Exercise materials —

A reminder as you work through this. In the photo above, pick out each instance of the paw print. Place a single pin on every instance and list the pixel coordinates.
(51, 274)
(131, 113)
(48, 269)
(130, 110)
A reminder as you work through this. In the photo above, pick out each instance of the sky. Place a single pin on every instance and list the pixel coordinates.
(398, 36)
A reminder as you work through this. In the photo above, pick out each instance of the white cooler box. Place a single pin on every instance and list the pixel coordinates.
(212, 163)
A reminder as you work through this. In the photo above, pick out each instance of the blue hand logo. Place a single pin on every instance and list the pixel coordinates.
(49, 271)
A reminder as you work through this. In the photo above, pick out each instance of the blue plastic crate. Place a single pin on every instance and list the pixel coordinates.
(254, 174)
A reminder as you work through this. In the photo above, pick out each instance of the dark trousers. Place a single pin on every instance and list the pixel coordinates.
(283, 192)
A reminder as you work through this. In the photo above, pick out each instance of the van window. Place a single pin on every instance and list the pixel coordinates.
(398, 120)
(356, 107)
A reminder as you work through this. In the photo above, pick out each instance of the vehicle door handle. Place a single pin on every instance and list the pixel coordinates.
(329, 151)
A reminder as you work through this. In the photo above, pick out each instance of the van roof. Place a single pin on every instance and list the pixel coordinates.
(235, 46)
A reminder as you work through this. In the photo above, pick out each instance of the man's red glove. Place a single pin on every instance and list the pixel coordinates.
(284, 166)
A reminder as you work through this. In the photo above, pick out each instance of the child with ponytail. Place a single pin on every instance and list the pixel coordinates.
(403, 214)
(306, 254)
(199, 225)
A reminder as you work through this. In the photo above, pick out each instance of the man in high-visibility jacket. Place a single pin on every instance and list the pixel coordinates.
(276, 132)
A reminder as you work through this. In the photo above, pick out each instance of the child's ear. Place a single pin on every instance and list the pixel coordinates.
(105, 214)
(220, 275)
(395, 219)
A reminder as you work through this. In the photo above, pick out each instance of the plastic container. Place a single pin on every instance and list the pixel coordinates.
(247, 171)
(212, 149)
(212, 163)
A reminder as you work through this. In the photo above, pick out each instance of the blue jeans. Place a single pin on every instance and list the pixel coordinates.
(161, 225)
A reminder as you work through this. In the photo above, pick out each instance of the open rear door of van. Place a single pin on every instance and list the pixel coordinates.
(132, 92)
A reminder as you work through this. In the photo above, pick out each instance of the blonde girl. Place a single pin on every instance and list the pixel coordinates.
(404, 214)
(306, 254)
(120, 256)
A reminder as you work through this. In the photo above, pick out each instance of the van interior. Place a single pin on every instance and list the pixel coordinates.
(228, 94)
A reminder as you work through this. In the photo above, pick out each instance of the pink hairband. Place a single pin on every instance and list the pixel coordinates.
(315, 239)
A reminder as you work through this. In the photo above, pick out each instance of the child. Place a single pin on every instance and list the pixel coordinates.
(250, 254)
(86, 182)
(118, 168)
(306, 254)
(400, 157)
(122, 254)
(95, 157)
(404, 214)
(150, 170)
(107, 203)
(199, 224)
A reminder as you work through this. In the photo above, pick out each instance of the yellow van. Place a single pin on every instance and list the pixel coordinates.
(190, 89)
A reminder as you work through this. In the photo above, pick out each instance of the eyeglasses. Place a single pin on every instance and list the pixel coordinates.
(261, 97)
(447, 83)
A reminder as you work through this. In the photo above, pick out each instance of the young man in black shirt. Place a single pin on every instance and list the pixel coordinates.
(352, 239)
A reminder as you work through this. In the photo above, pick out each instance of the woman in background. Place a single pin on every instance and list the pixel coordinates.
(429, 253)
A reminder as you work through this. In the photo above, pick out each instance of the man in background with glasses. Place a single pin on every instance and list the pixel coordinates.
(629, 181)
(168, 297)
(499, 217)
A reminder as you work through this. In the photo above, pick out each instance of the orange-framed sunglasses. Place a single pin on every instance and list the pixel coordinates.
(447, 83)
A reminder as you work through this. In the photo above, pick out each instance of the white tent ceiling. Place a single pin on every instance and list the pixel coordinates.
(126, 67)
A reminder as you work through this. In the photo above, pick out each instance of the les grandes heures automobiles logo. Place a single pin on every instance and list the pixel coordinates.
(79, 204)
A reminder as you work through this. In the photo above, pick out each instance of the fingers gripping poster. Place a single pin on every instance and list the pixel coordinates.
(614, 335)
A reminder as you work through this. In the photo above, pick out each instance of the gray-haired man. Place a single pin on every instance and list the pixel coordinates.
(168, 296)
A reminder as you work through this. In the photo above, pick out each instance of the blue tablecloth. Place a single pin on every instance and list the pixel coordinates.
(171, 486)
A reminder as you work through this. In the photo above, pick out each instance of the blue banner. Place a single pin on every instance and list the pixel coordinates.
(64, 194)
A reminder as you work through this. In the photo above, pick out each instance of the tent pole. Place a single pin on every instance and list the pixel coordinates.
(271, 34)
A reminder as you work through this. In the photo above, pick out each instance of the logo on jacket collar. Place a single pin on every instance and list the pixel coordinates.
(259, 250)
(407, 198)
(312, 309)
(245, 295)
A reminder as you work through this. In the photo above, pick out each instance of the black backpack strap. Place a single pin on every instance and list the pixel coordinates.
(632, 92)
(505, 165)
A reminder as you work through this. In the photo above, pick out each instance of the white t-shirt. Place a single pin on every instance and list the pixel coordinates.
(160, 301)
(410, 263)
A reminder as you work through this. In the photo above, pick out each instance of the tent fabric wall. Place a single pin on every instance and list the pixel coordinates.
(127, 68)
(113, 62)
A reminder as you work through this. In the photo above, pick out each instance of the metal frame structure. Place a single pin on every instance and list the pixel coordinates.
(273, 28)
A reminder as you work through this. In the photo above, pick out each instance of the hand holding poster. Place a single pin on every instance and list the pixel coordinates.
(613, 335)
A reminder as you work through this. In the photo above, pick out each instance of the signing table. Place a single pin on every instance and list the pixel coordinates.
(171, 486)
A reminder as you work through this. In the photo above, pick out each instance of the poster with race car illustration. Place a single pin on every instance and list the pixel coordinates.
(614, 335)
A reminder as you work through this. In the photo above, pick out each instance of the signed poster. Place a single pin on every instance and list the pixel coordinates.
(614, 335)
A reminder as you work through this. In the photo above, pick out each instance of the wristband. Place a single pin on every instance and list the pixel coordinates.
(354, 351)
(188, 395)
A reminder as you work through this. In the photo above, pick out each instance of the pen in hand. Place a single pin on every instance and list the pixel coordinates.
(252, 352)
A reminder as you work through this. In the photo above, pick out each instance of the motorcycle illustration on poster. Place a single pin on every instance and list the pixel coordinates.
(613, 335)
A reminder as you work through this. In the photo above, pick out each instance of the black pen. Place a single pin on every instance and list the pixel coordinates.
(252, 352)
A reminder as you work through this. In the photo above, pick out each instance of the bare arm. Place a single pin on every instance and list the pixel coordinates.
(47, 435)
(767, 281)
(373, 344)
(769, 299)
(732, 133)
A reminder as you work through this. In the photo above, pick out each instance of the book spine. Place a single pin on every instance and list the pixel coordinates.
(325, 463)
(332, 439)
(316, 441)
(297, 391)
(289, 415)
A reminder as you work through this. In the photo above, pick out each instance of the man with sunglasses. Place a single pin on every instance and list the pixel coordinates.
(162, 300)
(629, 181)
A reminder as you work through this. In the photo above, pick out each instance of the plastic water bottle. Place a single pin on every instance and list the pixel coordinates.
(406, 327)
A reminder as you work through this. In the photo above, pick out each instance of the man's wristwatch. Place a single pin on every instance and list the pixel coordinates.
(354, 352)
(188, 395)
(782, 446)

Short task — Take the listing above and set it down exactly.

Worked answer —
A reminder as you work through this. In the photo above, pick out each instance of the paw print. Place a single pin on every instance and list the pixel coordinates.
(51, 274)
(131, 113)
(48, 269)
(130, 110)
A reminder as you work through this. In the photo above, pick out each instance of the sky. Place a single pin on every instance and list the pixel coordinates.
(398, 36)
A reminder as you work through this. In the photo above, pick out each instance of the white cooler box. Place a single pin on every instance and list the pixel coordinates.
(212, 163)
A reminder as you work through this. In the photo above, pick out each instance of the blue hand logo. Place a single pin on every instance and list the pixel coordinates.
(49, 271)
A reminder as you work through this. In the photo above, pick out each instance of the blue plastic crate. Place a single pin on every instance and list the pixel coordinates.
(254, 174)
A reminder as you work through this. In the photo above, pick out each instance of the dark trousers. Place a single pin on every instance and list the pixel coordinates.
(283, 192)
A reminder as you work through this. In the photo above, pick out each instance of the van window. Place a single pin on every instance and list the pixel coordinates.
(398, 120)
(356, 107)
A reminder as you work through this. In the photo above, pick out each instance of the vehicle door handle. Place a single pin on every instance and list the pixel coordinates.
(329, 151)
A reminder as you work through this. In the photo above, pick out each instance of the van roof. Place a single pin on every instance and list the pixel coordinates.
(235, 46)
A reminder as you work through this. In the photo above, pick out each instance of the man's red glove. Place a single pin on every instance and list the pixel coordinates.
(284, 166)
A reminder as you work through this. In the photo above, pick out each instance of the child with ponytail. Place a single pin on every instance and list the pixel coordinates.
(403, 214)
(306, 254)
(199, 225)
A reminder as you work through this. In the photo above, pick out each instance of the man in high-visibility jacket. Place a single pin on every instance and list the pixel coordinates.
(276, 132)
A reminder as you work through this. In the photo above, pick out each instance of the child's ear. Place a single pin on every instance and list the pixel coordinates.
(105, 214)
(220, 275)
(395, 219)
A reminder as you work through this. In the photo above, pick out each instance of the plastic container. Place a single pin on every instance and list the pixel coordinates.
(247, 171)
(212, 149)
(212, 163)
A reminder as you work through this. In the photo above, pick out each instance of the blue jeans. Place a single pin on every instance and list the pixel coordinates.
(161, 225)
A reminder as you work through this. In the photo above, pick out each instance of the open rear door of van. Place a single pin on every instance and list the pixel coordinates.
(132, 92)
A reminder as you work through this. In the photo above, pick out each instance of the blonde girl. Place a single pin on every instance and list the pixel coordinates.
(404, 214)
(306, 254)
(120, 256)
A reminder as you work through this. In the photo above, pick out each instance of the van interior. Place a single pin on every instance and list the pixel coordinates.
(228, 94)
A reminder as you work through this. In the photo above, pick out each instance of the pink hairband. Place a single pin on every instance and list the pixel coordinates.
(315, 239)
A reminder as you work through this. In the photo above, pick out each instance of the child. Place a single pin on every instance and list the pixel coordinates.
(250, 254)
(86, 182)
(118, 168)
(306, 254)
(400, 157)
(122, 254)
(95, 157)
(404, 214)
(150, 170)
(107, 203)
(199, 224)
A reminder as you work through this. In the photo above, pick out each instance of the yellow van. Place a single pin on every instance and list the pixel coordinates.
(190, 89)
A reminder as you work through this. In the photo above, pick out each instance of the eyeglasses. Place a single pin on every instance and list the pixel coordinates.
(261, 97)
(447, 83)
A reminder as you work through this. In the photo above, pick out each instance of the young man in black shirt. Place a single pin on every instance and list the pixel coordinates.
(352, 239)
A reminder as you work through this. In the photo above, pick out each instance of the woman in background. Place a single pin on every instance and list the pixel coordinates.
(429, 253)
A reminder as you work through this. In the photo above, pick out each instance of the man in background with glasses. Place a single pin on every instance and list the pixel coordinates.
(629, 181)
(168, 297)
(499, 217)
A reminder as you work through this. In the photo above, pick out each instance of the orange-framed sunglasses. Place a single pin on every instance and list the pixel coordinates.
(447, 83)
A reminder as you work through this. In the photo above, pick out each instance of the white tent ceiling. Place a single pin on every instance and list the pixel coordinates.
(126, 67)
A reminder as you work through this. In the photo above, pick out each instance of the les grandes heures automobiles logo. Place a single pin on every instance and list the pixel coordinates.
(79, 204)
A reminder as you work through this. In the photo above, pick out each instance of the fingers gripping poster. Place a single pin on every instance and list the pixel coordinates.
(614, 335)
A reminder as you work through this. In the photo above, pick out each instance of the gray-haired man. Place a single pin on every instance and list the pixel coordinates.
(168, 296)
A reminder as you work through this. In the photo above, pick out each instance of the blue tablecloth. Place a single pin on every instance and list the pixel coordinates.
(171, 486)
A reminder as you work through this. In the photo above, pick out each instance of the blue banner. Place a single pin on every instance and list the pixel coordinates.
(64, 194)
A reminder as you work through this. In the photo above, pick out each instance of the tent pole. Place a single pin on every instance and list the pixel coordinates.
(271, 34)
A reminder as you work through this. In the photo above, pick out each instance of the logo on jacket collar. Place a single pin on every instance and list the pixel coordinates.
(259, 250)
(407, 198)
(312, 309)
(245, 295)
A reminder as you work through this. In the photo above, pick out each instance of the black backpack strap. Place a single pin on every instance and list the pixel coordinates.
(632, 92)
(505, 165)
A reminder as you work through this. In the photo above, pick out each instance of the white t-shirt. Place a single pin on every instance and list the pixel coordinates.
(160, 301)
(410, 263)
A reminder as you work through this. In the photo above, pick out each instance of the tent fabric wall. Place a single pin on every instance and list the pixel coordinates.
(127, 68)
(113, 62)
A reminder as you work through this. In the photo above, pick out each instance of the metal frame structure. Place a single pin on every instance and list the pixel coordinates.
(273, 28)
A reminder as you work through this. In the photo above, pick out each instance of the hand holding poster. Place a single pin on every instance and list the pixel coordinates.
(613, 335)
A reminder as you work through this. In the photo above, pick out each instance of the signing table. Place a single pin on every instance and list the pixel coordinates.
(171, 486)
A reminder as you work through this. In the photo above, pick out each instance of the poster with race car illustration. Place a single pin on every instance and list the pixel coordinates.
(614, 335)
A reminder as you work through this. In the photo above, pick out each instance of the signed poster. Place a single pin on every instance and list the pixel coordinates.
(614, 335)
A reminder as you work through this. In the photo above, pick out each instance of the wristband. Place a single pin on every instance and list the pixel coordinates.
(354, 351)
(188, 395)
A reminder as you work through this. In the photo above, pick out each instance of the pen in hand. Place a single pin on every instance and list the pixel coordinates.
(252, 352)
A reminder as you work through this. In the photo above, pick out each instance of the motorcycle illustration on poster. Place a single pin on every instance and list the pixel coordinates.
(613, 335)
A reminder as you work through this. In the photo above, pick out each instance of the black pen. Place a single pin on every instance and list the pixel coordinates.
(252, 352)
A reminder as you work through this. In the photo above, pick out each instance of the bare arm. Place a single pin on every instance and list the pixel coordinates.
(47, 435)
(767, 281)
(373, 344)
(769, 299)
(732, 133)
A reminder as you work through this. In the photo above, pick out each instance of the book spine. Place a single pin on every instance and list the pixel coordinates.
(325, 463)
(332, 439)
(316, 441)
(297, 391)
(289, 415)
A reminder as you work through this. In the photo above, pick out each instance of the man with sunglasses. Place a single pin on every instance and list the pixel coordinates.
(162, 300)
(629, 181)
A reminder as you work through this. In the photo above, pick out each instance of the plastic water bottle. Place a single pin on every instance and list the pixel coordinates.
(406, 327)
A reminder as you work through this. In the photo above, pick out each instance of the man's wristwatch. Place a single pin on every instance and list the pixel coordinates.
(354, 352)
(188, 395)
(782, 446)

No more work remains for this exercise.